## Written task
Reproduce every item below word for word, changing nothing.

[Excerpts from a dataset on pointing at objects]
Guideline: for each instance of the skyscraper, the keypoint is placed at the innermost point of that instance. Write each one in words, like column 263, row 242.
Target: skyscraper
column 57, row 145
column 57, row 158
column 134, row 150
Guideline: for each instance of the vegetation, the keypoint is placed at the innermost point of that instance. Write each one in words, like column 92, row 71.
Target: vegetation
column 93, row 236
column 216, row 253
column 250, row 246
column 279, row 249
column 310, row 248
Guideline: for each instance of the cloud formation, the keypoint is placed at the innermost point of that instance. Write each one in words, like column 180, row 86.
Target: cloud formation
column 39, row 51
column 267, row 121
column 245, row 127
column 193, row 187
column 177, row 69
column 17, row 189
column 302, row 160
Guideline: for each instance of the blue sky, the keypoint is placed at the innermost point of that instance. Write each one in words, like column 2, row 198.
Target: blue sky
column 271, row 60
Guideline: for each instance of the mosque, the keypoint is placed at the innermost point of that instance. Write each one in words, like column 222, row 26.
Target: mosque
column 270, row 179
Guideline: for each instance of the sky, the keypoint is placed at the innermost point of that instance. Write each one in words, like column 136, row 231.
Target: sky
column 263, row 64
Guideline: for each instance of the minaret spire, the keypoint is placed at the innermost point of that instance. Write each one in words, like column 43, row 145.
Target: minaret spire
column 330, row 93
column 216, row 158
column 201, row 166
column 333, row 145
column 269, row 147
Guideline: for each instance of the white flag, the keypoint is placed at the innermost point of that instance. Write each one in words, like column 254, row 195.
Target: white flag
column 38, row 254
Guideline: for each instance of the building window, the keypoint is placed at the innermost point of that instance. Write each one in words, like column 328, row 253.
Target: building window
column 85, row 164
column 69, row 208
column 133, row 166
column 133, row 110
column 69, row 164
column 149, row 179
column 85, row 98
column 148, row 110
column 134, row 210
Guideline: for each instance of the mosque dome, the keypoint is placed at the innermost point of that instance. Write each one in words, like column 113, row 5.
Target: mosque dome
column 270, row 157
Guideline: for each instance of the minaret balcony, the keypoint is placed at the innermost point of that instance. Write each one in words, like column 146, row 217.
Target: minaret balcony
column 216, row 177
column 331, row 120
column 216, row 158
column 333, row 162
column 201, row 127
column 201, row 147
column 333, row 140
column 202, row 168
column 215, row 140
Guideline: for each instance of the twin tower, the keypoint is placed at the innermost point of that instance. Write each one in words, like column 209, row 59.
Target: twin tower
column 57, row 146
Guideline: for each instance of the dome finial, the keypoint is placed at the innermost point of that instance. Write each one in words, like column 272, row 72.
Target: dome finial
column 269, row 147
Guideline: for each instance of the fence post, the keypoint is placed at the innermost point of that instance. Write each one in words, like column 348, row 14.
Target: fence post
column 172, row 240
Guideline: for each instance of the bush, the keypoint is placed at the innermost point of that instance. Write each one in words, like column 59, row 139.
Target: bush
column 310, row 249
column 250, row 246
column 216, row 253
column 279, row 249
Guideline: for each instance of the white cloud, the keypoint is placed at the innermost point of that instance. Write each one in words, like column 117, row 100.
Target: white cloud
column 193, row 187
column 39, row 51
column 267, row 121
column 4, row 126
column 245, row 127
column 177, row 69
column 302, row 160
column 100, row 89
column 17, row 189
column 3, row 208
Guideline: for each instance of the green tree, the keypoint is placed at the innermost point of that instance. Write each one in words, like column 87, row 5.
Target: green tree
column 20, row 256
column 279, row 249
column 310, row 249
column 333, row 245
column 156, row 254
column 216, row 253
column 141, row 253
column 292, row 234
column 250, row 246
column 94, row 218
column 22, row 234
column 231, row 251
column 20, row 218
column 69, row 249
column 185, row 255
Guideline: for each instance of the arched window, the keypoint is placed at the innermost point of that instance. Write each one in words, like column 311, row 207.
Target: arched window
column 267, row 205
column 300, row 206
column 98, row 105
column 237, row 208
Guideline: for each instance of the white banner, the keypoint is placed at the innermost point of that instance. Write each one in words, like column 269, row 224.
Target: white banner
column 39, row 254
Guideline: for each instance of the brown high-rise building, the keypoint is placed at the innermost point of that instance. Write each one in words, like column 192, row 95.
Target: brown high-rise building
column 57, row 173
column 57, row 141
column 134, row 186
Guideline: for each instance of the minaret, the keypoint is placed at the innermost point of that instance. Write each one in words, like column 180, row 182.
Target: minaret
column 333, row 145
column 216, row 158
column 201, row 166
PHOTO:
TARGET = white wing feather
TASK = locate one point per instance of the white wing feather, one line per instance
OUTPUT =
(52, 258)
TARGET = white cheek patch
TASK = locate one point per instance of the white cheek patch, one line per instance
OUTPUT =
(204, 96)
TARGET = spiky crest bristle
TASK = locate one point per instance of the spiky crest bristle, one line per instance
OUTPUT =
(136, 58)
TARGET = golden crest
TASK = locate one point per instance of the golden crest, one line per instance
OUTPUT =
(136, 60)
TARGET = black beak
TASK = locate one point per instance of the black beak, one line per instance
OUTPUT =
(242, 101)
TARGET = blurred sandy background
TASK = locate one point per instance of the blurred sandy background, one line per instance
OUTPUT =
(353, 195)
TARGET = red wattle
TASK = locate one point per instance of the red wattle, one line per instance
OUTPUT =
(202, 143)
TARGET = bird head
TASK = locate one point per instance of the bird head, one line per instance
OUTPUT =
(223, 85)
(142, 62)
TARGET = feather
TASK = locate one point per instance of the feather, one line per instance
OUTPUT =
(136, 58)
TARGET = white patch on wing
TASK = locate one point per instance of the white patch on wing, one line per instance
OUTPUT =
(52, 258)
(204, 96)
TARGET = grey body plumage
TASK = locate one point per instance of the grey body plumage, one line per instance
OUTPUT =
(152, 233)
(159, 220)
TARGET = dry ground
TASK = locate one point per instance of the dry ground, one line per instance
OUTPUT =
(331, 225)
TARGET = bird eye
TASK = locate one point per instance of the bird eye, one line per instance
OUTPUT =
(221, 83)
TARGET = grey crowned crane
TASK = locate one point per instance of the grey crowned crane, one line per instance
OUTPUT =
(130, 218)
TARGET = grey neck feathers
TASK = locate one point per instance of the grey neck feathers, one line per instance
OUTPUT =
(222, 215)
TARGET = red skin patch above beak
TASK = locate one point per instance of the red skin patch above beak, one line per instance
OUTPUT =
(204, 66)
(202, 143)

## Solution to this exercise
Guideline: for each instance of the skyscraper, the keypoint is placed at the innermost point of that instance. Write each one in words, like column 263, row 242.
Target: skyscraper
column 57, row 145
column 57, row 158
column 134, row 150
Guideline: for each instance of the vegetation, the keypoint is placed at the innermost point of that instance. Write each one in words, like column 92, row 71.
Target: vegetation
column 93, row 236
column 216, row 253
column 250, row 246
column 279, row 249
column 310, row 248
Guideline: for each instance of the cloud formation, the keypoint is placed at the innermost point of that instance. Write each one in words, like column 180, row 86.
Target: cloud formation
column 39, row 51
column 267, row 121
column 245, row 127
column 193, row 187
column 177, row 69
column 17, row 189
column 302, row 160
Guideline: for each instance of the blue sky, the keypoint is placed at the innermost point of that instance. Write each one in words, like column 2, row 198.
Target: blue sky
column 271, row 60
Guideline: for each instance of the mosque, the keypoint is placed at the innermost point of that instance. Write each one in words, like column 222, row 26.
Target: mosque
column 270, row 179
Guideline: for each instance of the sky, the keypoint is placed at the innermost point of that instance. Write each one in words, like column 136, row 231.
Target: sky
column 263, row 64
Guideline: for each instance of the minaret spire, the keypoint is placed at the innermost point of that instance. Write each one in words, like column 43, row 145.
Target: minaret spire
column 330, row 93
column 216, row 158
column 201, row 166
column 333, row 145
column 269, row 147
Guideline: for each instance of the white flag, the keypoint is placed at the innermost point of that instance. Write each one in words, like column 254, row 195.
Target: white flag
column 38, row 254
Guideline: for each instance of the building window, the keypoint is placed at the innermost point of that instance. Write each one in words, like column 328, row 253.
Target: building window
column 85, row 164
column 69, row 208
column 133, row 166
column 133, row 110
column 69, row 164
column 149, row 179
column 85, row 98
column 148, row 110
column 134, row 210
Guideline: for each instance of the mosque dome, the keypoint is placed at the innermost point of that instance. Write each one in words, like column 113, row 5.
Target: mosque dome
column 270, row 157
Guideline: for each instance of the minaret balcony, the keypoint is placed at the innermost point of that instance. Write each one in words, like column 146, row 217.
Target: minaret balcony
column 216, row 177
column 331, row 120
column 216, row 158
column 333, row 162
column 201, row 127
column 201, row 147
column 333, row 140
column 202, row 168
column 215, row 140
Guideline: for each instance of the twin tower, the keypoint is placed at the innermost point of that instance. Write each one in words, like column 209, row 59.
Target: twin tower
column 57, row 146
Guideline: for each instance of the dome finial, the keypoint is placed at the innermost point of that instance. Write each one in words, like column 272, row 72.
Target: dome finial
column 269, row 147
Guideline: for each instance of the fence post, the keypoint is placed at the innermost point of that instance. Write each one in words, like column 348, row 14.
Target: fence post
column 172, row 240
Guideline: for each instance of the bush, the keypoint is placed at the innermost point of that instance. Write each one in words, like column 59, row 139.
Target: bush
column 310, row 249
column 250, row 246
column 216, row 253
column 279, row 249
Guideline: for each instance of the white cloud, the keypoint is placed at the innermost point of that instance. Write each one in words, like column 117, row 100.
Target: white cloud
column 193, row 187
column 39, row 51
column 267, row 121
column 4, row 126
column 245, row 127
column 177, row 69
column 302, row 160
column 100, row 89
column 17, row 189
column 3, row 208
Guideline: for each instance of the green tree, the keypoint is placed at the innermost point of that instance. Write each one in words, like column 87, row 5.
Target: green tree
column 20, row 256
column 279, row 249
column 310, row 249
column 333, row 245
column 156, row 254
column 216, row 253
column 141, row 253
column 292, row 234
column 250, row 246
column 94, row 218
column 22, row 234
column 231, row 251
column 20, row 218
column 69, row 249
column 185, row 255
Guideline: for each instance of the arched window, the keypoint is placed at the innermost point of that instance. Write each one in words, like column 311, row 207.
Target: arched window
column 267, row 205
column 300, row 206
column 98, row 105
column 237, row 208
Guideline: for each instance of the white banner, the keypoint is placed at the innermost point of that instance. Write each one in words, like column 269, row 224.
Target: white banner
column 39, row 254
Guideline: for each instance of the brown high-rise building, the keypoint is placed at the innermost point of that instance. Write each one in words, like column 192, row 95.
Target: brown high-rise building
column 57, row 173
column 57, row 141
column 134, row 186
Guideline: for each instance of the minaret, the keypoint is placed at the innermost point of that instance. Write each one in words, like column 180, row 182.
Target: minaret
column 333, row 145
column 216, row 158
column 201, row 166
PHOTO:
TARGET = white wing feather
TASK = locate one point per instance of the white wing feather, one line per instance
OUTPUT =
(52, 258)
TARGET = white cheek patch
TASK = locate one point per instance of the white cheek patch, one line per instance
OUTPUT =
(204, 96)
TARGET = spiky crest bristle
TASK = locate one point per instance of the spiky crest bristle, one line per instance
OUTPUT =
(136, 58)
TARGET = golden crest
TASK = locate one point per instance of the golden crest, one line per instance
OUTPUT =
(136, 60)
TARGET = black beak
TASK = locate one point per instance of the black beak, one line per instance
OUTPUT =
(242, 101)
TARGET = blurred sandy background
TASK = locate one point per instance of the blurred sandy background, one line per instance
OUTPUT =
(353, 195)
TARGET = red wattle
TASK = locate one point per instance of the red wattle, one line per instance
OUTPUT =
(202, 143)
TARGET = bird head
TASK = locate one point per instance of the bird head, one line per instance
OUTPUT =
(223, 85)
(142, 62)
TARGET = feather
TASK = locate one point per instance of the feather, one line per instance
OUTPUT =
(136, 58)
TARGET = white patch on wing
TASK = locate one point per instance of the white patch on wing, one line per instance
OUTPUT =
(52, 258)
(204, 96)
TARGET = grey body plumage
TASK = locate one point per instance of the grey body plumage, one line per instance
OUTPUT =
(152, 233)
(159, 220)
TARGET = dry ground
TASK = locate one point per instance of the dry ground, one line per instance
OUTPUT =
(331, 225)
TARGET = bird eye
TASK = locate one point per instance of the bird eye, one line per instance
OUTPUT =
(221, 83)
TARGET = grey crowned crane
TASK = locate one point per instance of the grey crowned crane, one line per instance
OUTPUT =
(130, 218)
TARGET = grey neck feathers
TASK = locate one point per instance of the grey neck feathers, one line per instance
OUTPUT =
(222, 215)
TARGET = red skin patch above beak
TASK = locate one point per instance of the red skin patch above beak, one line per instance
OUTPUT =
(204, 66)
(202, 143)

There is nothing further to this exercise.